◆ **PROBLEM DESCRIPTION**
Return every entry exactly as written.

____________________

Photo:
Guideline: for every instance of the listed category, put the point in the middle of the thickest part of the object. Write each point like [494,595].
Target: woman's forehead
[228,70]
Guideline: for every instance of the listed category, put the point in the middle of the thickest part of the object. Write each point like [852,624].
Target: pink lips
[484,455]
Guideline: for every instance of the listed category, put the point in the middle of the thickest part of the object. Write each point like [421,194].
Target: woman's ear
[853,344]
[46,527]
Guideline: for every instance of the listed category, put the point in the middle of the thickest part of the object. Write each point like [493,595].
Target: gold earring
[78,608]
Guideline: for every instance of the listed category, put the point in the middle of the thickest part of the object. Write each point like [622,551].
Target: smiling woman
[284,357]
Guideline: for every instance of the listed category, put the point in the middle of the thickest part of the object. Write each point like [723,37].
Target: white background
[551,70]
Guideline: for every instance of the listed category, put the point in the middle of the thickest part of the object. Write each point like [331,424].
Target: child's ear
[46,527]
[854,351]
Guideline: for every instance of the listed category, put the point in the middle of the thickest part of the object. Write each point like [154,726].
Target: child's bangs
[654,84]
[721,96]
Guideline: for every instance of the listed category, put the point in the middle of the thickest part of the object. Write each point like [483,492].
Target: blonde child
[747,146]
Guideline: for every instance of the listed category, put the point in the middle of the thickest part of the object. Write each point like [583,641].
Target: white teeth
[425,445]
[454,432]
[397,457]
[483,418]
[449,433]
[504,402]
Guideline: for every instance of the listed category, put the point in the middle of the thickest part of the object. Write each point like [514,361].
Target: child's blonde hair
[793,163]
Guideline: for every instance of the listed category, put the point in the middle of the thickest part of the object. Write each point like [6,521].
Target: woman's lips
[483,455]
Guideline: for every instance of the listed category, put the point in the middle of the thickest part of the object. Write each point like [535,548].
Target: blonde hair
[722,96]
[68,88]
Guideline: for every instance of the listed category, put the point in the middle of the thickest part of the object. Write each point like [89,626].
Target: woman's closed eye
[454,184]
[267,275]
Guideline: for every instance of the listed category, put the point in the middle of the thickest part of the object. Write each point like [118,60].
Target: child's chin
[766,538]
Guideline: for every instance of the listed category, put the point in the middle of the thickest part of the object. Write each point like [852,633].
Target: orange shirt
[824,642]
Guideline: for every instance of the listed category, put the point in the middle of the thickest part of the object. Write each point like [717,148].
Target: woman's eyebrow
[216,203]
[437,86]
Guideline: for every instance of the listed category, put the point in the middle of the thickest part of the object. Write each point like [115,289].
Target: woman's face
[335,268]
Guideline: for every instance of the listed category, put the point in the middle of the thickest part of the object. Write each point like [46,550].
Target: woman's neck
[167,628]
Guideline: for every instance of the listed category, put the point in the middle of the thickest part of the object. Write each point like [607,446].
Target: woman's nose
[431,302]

____________________

◆ **TASK ANSWER**
Photo:
Guideline: for every instance of the listed category, put the point in the middle of the thickest part of the object. Write each point like [494,595].
Target: woman's forehead
[228,70]
Guideline: for every instance of the listed category, put the point in the middle of the thickest part of the object. Write each point like [852,624].
Target: pink lips
[484,455]
Guideline: for every instance of the listed category, put the point in the middle of the thickest part of the object. Write each point like [421,194].
Target: woman's ear
[853,344]
[46,527]
Guideline: for every instance of the listed category, put the point in the middle of the thickest part of the object. Write each point like [493,595].
Target: gold earring
[78,608]
Guideline: for every instance of the listed category, put the point in the middle of the thickest part of the object. Write each point like [622,551].
Target: smiling woman
[284,357]
Guideline: for every instance of the listed category, put the point in the middle of the thickest part of the object. Write each point like [723,37].
Target: white background
[551,70]
Guideline: for every instance of the listed category, put the point in the middle of the thickest part of the object. Write each point like [331,424].
Target: child's ear
[46,527]
[854,351]
Guideline: for every instance of the listed category, put the point in the middle of the thickest part of the object. Write each point like [154,726].
Target: child's bangs
[654,84]
[721,96]
Guideline: for every instance of the listed category, put the point in the middle of the thickest part of the object. Write each point like [483,492].
Target: blonde child
[747,146]
Guideline: for every instance of the listed category, put the point in the middle of the thickest part of the object. Write each point like [583,641].
Target: white teeth
[425,445]
[454,432]
[397,457]
[483,418]
[449,433]
[504,402]
Guideline: for every instance of the listed category, put the point in the middle of the thickest part of the object. Write each point like [514,361].
Target: child's blonde hair
[793,163]
Guideline: for every instance of the listed category, put the point in the middle of the thickest part of the object. Write each point like [6,521].
Target: woman's lips
[483,455]
Guideline: for every instance of the listed category, put the point in the middle of the thickest part of the object. Write each point like [535,548].
Target: blonde hair
[722,96]
[68,88]
Guideline: for every instance of the listed category, put the point in the middle of the thickest part of the object. Write each point like [89,626].
Target: woman's closed eye
[454,184]
[267,275]
Guideline: for every instance of the listed category, put the point in the middle of the thickest part of the object. Write each point like [118,60].
Target: child's chin
[766,538]
Guideline: for every instance of the listed category, put the point in the middle of the thickest part of the object. Write each point like [852,633].
Target: orange shirt
[824,642]
Guideline: for every instance of the listed category, put the point in the middle of the thickest part of the object. Write each point like [717,148].
Target: woman's eyebrow
[216,203]
[437,86]
Guideline: for every instance of the listed category, put the point in the middle of the thickest part of the object. Write each point like [115,289].
Target: woman's face
[335,268]
Guideline: for every instance of the listed category, put the point in the middle of the thickest part of the object. Write each point like [46,550].
Target: woman's neck
[167,628]
Guideline: for every instance of the listed category, put the point in the middle of the thickest part of the object. Write each point like [607,446].
Target: woman's nose
[431,302]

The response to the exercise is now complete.